What the task requires: Without a single alteration, write the listing out again.

Supplied records:
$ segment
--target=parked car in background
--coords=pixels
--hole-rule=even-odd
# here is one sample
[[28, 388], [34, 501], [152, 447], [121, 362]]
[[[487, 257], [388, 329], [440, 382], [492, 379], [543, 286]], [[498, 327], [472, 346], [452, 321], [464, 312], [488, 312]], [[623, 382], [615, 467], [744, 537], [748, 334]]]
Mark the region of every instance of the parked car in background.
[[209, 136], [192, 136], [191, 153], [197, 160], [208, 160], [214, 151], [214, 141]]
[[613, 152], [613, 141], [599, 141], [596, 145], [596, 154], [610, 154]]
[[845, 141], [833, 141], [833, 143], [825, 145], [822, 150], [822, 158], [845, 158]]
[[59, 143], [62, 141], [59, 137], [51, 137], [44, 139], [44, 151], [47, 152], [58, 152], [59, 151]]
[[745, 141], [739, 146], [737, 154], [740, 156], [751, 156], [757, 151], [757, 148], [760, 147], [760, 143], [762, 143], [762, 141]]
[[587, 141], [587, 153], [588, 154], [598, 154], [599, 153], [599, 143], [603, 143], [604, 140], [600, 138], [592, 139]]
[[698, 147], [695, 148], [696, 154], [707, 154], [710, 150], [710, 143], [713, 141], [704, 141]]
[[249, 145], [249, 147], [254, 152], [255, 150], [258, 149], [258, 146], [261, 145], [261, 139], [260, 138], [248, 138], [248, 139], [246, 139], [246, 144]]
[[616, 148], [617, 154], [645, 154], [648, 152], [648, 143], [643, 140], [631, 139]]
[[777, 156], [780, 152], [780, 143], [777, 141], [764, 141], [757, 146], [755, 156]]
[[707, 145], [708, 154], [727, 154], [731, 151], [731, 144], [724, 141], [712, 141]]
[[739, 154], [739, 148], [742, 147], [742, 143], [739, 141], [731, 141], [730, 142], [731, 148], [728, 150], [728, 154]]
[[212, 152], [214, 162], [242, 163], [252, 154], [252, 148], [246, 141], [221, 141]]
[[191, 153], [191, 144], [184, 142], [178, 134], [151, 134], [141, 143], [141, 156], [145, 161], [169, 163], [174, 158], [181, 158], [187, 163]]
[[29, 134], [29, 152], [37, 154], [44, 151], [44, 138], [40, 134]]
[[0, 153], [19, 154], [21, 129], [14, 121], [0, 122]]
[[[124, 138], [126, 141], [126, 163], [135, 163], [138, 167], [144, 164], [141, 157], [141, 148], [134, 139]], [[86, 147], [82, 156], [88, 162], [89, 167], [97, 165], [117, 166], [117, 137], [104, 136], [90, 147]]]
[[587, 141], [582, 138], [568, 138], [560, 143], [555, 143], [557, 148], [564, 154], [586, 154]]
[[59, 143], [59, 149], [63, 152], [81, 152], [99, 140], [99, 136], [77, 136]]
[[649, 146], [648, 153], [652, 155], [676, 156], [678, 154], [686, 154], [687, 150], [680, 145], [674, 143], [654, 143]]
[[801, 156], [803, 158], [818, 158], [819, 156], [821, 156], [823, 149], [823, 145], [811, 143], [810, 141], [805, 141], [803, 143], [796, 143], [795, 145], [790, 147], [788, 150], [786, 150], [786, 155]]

Finished task:
$ segment
--target=parked car in background
--coords=pixels
--hole-rule=even-odd
# here is one sample
[[28, 388], [34, 501], [152, 447], [121, 362]]
[[[487, 257], [388, 329], [440, 382], [492, 379], [543, 286]], [[498, 327], [472, 346], [452, 321], [464, 312], [488, 312]], [[623, 382], [615, 467], [744, 537], [748, 334]]]
Mark the region of every instance of the parked car in background.
[[209, 136], [192, 136], [191, 153], [197, 160], [208, 160], [214, 151], [214, 141]]
[[613, 152], [613, 141], [599, 141], [596, 145], [596, 154], [610, 154]]
[[845, 141], [833, 141], [833, 143], [825, 145], [822, 150], [822, 158], [845, 158]]
[[59, 143], [62, 141], [59, 137], [51, 137], [44, 139], [44, 151], [47, 152], [58, 152], [59, 151]]
[[745, 141], [739, 146], [737, 154], [740, 156], [751, 156], [757, 151], [757, 148], [760, 147], [760, 143], [762, 143], [762, 141]]
[[587, 141], [587, 153], [588, 154], [598, 154], [599, 153], [599, 143], [603, 143], [604, 140], [600, 138], [592, 139]]
[[698, 147], [695, 148], [696, 154], [707, 154], [710, 150], [710, 143], [713, 141], [704, 141]]
[[249, 145], [249, 147], [254, 152], [255, 150], [258, 149], [258, 146], [261, 145], [261, 139], [260, 138], [248, 138], [248, 139], [246, 139], [246, 144]]
[[616, 148], [617, 154], [645, 154], [648, 152], [648, 143], [643, 140], [631, 139]]
[[777, 156], [780, 152], [780, 143], [777, 141], [764, 141], [757, 146], [755, 156]]
[[707, 145], [708, 154], [727, 154], [731, 151], [731, 144], [724, 141], [712, 141]]
[[739, 154], [739, 148], [742, 147], [742, 143], [739, 141], [731, 141], [730, 142], [731, 148], [728, 150], [728, 154]]
[[212, 152], [214, 162], [242, 163], [252, 154], [252, 148], [246, 141], [221, 141]]
[[191, 153], [191, 144], [184, 142], [178, 134], [151, 134], [141, 143], [141, 156], [145, 161], [169, 163], [174, 158], [181, 158], [187, 163]]
[[29, 134], [29, 152], [37, 154], [44, 151], [44, 138], [40, 134]]
[[0, 153], [19, 154], [21, 129], [14, 121], [0, 122]]
[[[124, 138], [126, 141], [126, 163], [135, 163], [138, 167], [144, 164], [141, 157], [141, 148], [134, 139]], [[86, 147], [82, 156], [88, 162], [89, 167], [97, 165], [117, 166], [117, 137], [104, 136], [90, 147]]]
[[587, 141], [582, 138], [568, 138], [560, 143], [555, 143], [557, 148], [564, 154], [586, 154]]
[[59, 143], [59, 149], [63, 152], [81, 152], [99, 140], [99, 136], [77, 136]]
[[649, 146], [648, 153], [652, 155], [676, 156], [678, 154], [686, 154], [687, 150], [680, 145], [674, 143], [654, 143]]
[[801, 156], [803, 158], [818, 158], [819, 156], [821, 156], [823, 149], [823, 145], [811, 143], [810, 141], [805, 141], [803, 143], [796, 143], [795, 145], [790, 147], [788, 150], [786, 150], [786, 155]]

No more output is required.